- [WHAT THE EXERCISE ASKS] Begin at the line of the material that contains "Hi there! Could you please locate the thatched" and stop after the line that contains "[[816, 0, 1040, 96]]". Convert only those lines into a numbered list, leaving out any blank lines.
+++ PROVIDED MATERIAL
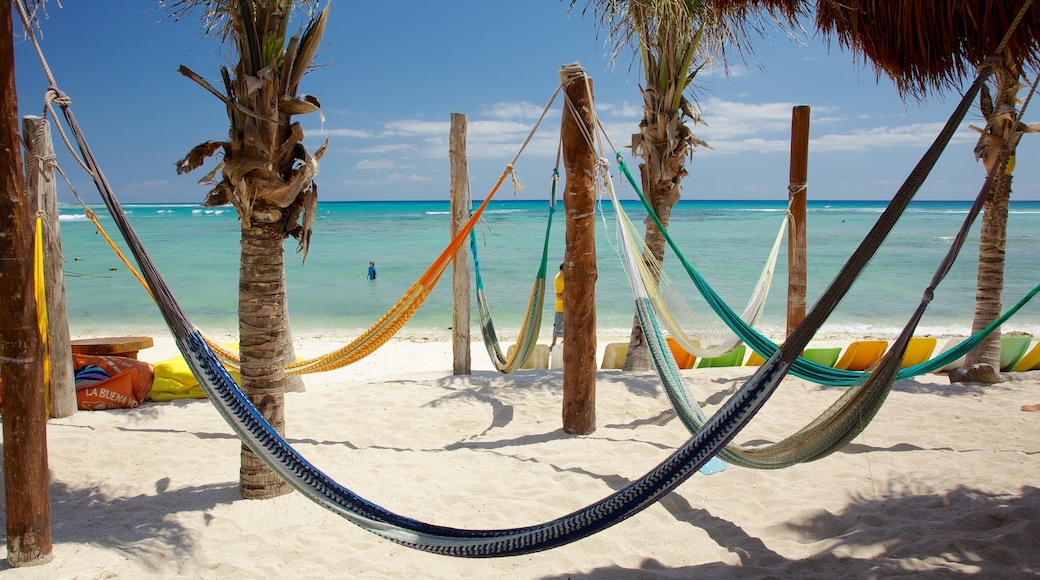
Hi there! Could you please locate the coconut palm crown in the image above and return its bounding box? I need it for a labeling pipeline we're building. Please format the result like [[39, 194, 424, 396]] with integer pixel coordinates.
[[816, 0, 1040, 381], [168, 0, 329, 499], [571, 0, 799, 370]]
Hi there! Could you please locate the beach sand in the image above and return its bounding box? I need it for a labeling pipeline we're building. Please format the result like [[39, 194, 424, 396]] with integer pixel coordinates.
[[0, 335, 1040, 579]]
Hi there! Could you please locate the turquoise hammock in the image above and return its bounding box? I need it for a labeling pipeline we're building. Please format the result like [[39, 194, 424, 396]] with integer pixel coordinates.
[[604, 156, 1040, 469], [469, 168, 560, 374], [617, 153, 1038, 387], [52, 52, 991, 558]]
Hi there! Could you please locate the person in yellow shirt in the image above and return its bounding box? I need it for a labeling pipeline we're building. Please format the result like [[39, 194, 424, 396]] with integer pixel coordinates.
[[549, 264, 564, 350]]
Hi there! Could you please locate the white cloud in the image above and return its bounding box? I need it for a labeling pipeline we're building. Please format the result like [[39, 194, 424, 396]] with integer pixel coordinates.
[[354, 159, 396, 169], [318, 129, 372, 139], [480, 101, 558, 118], [385, 174, 434, 183]]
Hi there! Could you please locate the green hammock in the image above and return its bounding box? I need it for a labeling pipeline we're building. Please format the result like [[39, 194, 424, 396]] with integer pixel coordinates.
[[604, 123, 1040, 469], [469, 169, 560, 374], [617, 153, 1037, 387]]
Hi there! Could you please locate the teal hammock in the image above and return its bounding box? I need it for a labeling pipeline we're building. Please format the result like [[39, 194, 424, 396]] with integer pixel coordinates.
[[617, 153, 1040, 387], [469, 168, 560, 374]]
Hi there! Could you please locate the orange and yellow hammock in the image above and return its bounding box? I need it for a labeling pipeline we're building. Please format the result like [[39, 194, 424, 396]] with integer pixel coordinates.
[[87, 163, 513, 375]]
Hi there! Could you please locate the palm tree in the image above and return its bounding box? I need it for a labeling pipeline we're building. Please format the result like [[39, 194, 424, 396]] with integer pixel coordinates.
[[171, 0, 329, 499], [571, 0, 798, 370], [816, 0, 1040, 381]]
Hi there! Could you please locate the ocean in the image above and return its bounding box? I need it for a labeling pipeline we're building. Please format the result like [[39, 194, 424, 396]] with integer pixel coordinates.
[[54, 199, 1040, 340]]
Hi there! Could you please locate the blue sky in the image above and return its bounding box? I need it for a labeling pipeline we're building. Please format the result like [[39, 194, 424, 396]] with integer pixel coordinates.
[[15, 0, 1040, 203]]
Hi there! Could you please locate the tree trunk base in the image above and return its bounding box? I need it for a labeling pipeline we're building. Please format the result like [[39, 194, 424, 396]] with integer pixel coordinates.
[[238, 445, 292, 499], [950, 363, 1004, 385]]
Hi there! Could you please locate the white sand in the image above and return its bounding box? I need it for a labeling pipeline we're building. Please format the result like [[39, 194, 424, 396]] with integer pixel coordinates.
[[0, 336, 1040, 579]]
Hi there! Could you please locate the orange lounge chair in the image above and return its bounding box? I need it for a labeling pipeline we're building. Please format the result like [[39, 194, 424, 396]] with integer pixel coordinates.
[[900, 337, 939, 369], [834, 340, 888, 371], [667, 337, 697, 369]]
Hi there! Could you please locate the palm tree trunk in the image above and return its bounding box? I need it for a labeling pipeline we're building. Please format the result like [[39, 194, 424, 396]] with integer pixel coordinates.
[[622, 165, 679, 370], [238, 227, 291, 499], [965, 172, 1011, 370]]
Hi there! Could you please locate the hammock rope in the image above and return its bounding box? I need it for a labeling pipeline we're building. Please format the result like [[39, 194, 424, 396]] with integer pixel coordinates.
[[48, 54, 979, 557], [604, 144, 1040, 469], [469, 168, 560, 374], [19, 0, 1027, 557]]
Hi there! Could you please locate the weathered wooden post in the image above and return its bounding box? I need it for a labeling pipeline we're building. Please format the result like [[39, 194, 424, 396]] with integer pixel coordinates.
[[22, 115, 76, 417], [0, 0, 53, 566], [787, 105, 809, 336], [448, 113, 472, 374], [560, 62, 598, 434]]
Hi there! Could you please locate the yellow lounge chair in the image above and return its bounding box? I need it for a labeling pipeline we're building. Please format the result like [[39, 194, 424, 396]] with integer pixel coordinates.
[[1012, 342, 1040, 372], [667, 337, 697, 369], [1000, 335, 1033, 372], [697, 344, 748, 369], [834, 340, 888, 371], [900, 337, 939, 369]]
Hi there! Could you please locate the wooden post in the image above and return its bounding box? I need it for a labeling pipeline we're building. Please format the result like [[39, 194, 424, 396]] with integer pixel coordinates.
[[560, 62, 598, 434], [22, 115, 76, 417], [787, 105, 809, 337], [448, 113, 471, 374], [0, 0, 53, 566]]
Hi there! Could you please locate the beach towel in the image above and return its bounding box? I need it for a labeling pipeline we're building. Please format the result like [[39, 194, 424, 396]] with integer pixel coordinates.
[[72, 353, 152, 411]]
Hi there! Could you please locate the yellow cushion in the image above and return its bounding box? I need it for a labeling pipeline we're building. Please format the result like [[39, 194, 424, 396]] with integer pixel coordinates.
[[147, 343, 242, 401]]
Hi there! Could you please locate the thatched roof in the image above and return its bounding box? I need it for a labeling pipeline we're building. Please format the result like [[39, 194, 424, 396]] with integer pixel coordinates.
[[816, 0, 1040, 96]]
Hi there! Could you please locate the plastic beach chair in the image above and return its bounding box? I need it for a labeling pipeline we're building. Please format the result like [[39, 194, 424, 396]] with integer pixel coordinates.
[[802, 346, 841, 367], [600, 342, 628, 369], [834, 340, 888, 371], [1000, 335, 1033, 372], [1012, 342, 1040, 372], [666, 337, 697, 369]]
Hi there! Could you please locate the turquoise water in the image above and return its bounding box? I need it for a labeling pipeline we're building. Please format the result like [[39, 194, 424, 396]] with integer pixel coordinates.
[[54, 201, 1040, 337]]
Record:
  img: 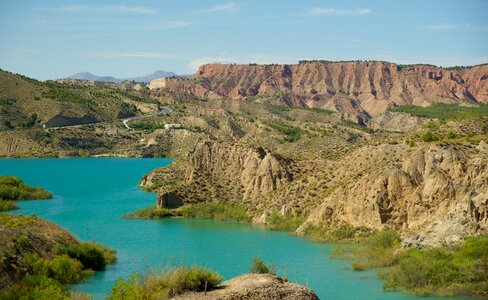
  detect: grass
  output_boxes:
[108,266,223,300]
[0,176,52,201]
[122,202,250,222]
[303,224,371,242]
[249,257,276,274]
[266,211,304,232]
[390,103,488,120]
[122,205,177,219]
[26,253,93,284]
[381,236,488,296]
[55,242,117,271]
[263,121,302,143]
[0,200,19,211]
[0,213,38,228]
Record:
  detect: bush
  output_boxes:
[181,202,250,222]
[26,253,92,283]
[0,275,70,300]
[352,262,366,271]
[108,266,222,300]
[367,229,400,249]
[16,234,30,248]
[56,242,116,271]
[249,257,276,274]
[390,103,488,120]
[266,211,303,232]
[447,130,456,140]
[0,176,52,200]
[0,199,19,211]
[122,205,176,219]
[422,131,439,143]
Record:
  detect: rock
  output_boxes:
[159,61,488,116]
[298,144,488,247]
[175,274,319,300]
[148,142,292,207]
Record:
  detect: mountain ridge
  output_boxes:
[155,61,488,120]
[63,70,178,83]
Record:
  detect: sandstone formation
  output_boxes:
[156,61,488,117]
[142,142,292,208]
[175,274,319,300]
[299,142,488,247]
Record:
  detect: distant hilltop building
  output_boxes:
[164,124,183,130]
[148,77,166,90]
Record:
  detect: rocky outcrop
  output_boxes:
[142,142,292,207]
[158,61,488,115]
[299,142,488,247]
[175,274,319,300]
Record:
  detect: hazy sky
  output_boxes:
[0,0,488,79]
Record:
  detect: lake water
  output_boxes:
[0,158,454,299]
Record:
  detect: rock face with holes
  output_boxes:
[175,274,319,300]
[142,142,292,208]
[299,142,488,247]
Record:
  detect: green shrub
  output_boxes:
[56,242,116,271]
[367,229,400,249]
[181,202,250,221]
[122,205,176,219]
[26,253,92,284]
[421,131,440,143]
[405,140,416,147]
[16,234,30,248]
[0,199,19,211]
[352,262,366,271]
[390,103,488,120]
[266,211,304,232]
[108,266,222,300]
[0,275,70,300]
[0,176,52,200]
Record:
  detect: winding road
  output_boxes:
[121,106,173,129]
[48,106,173,129]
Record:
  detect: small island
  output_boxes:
[0,176,53,211]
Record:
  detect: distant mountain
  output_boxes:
[66,70,178,83]
[130,70,178,83]
[67,72,123,82]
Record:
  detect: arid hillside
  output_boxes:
[153,61,488,119]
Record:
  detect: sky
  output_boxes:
[0,0,488,80]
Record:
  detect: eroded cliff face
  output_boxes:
[299,142,488,246]
[142,142,292,208]
[157,62,488,116]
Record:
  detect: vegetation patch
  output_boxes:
[249,257,276,274]
[0,200,19,211]
[0,176,52,201]
[266,210,304,232]
[181,202,250,222]
[380,236,488,296]
[108,266,223,300]
[122,205,179,219]
[303,224,371,242]
[55,242,117,271]
[263,121,303,143]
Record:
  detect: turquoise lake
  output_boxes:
[0,158,458,299]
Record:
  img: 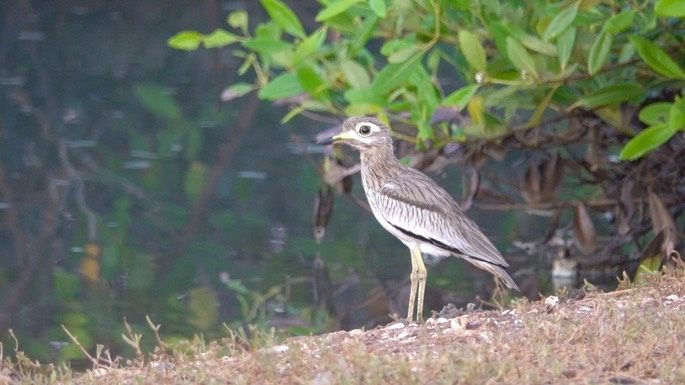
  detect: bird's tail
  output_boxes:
[463,256,521,291]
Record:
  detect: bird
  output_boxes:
[317,116,519,322]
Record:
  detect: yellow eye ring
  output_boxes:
[357,124,371,136]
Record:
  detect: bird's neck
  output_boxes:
[360,142,404,188]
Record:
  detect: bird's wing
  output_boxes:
[377,168,508,275]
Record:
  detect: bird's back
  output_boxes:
[362,160,517,288]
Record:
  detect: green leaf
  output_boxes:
[258,73,304,101]
[340,60,371,88]
[638,102,673,126]
[526,87,557,128]
[568,82,642,111]
[604,9,635,34]
[380,34,417,56]
[297,66,324,96]
[557,28,576,72]
[371,52,423,95]
[459,29,487,72]
[587,31,614,75]
[507,36,538,78]
[369,0,388,19]
[417,119,435,142]
[242,37,293,55]
[618,123,677,160]
[316,0,362,23]
[668,96,685,131]
[502,22,557,56]
[202,28,239,48]
[654,0,685,17]
[542,2,580,41]
[628,35,685,80]
[183,161,209,203]
[134,84,181,120]
[259,0,306,39]
[345,88,386,106]
[442,84,480,111]
[167,31,204,51]
[388,45,421,63]
[350,15,378,55]
[294,27,328,64]
[221,83,254,102]
[226,10,249,31]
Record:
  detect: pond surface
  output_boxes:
[0,1,543,360]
++++++
- [RESULT OF THIS TASK]
1. Hi there! Could you please locate the thatched roof in the image above and return its bounding box? I need it for a labeling pipeline we're building. Please format the result like [[39, 194, 424, 396]] with integer pixel coordinates.
2. [[816, 0, 1040, 96]]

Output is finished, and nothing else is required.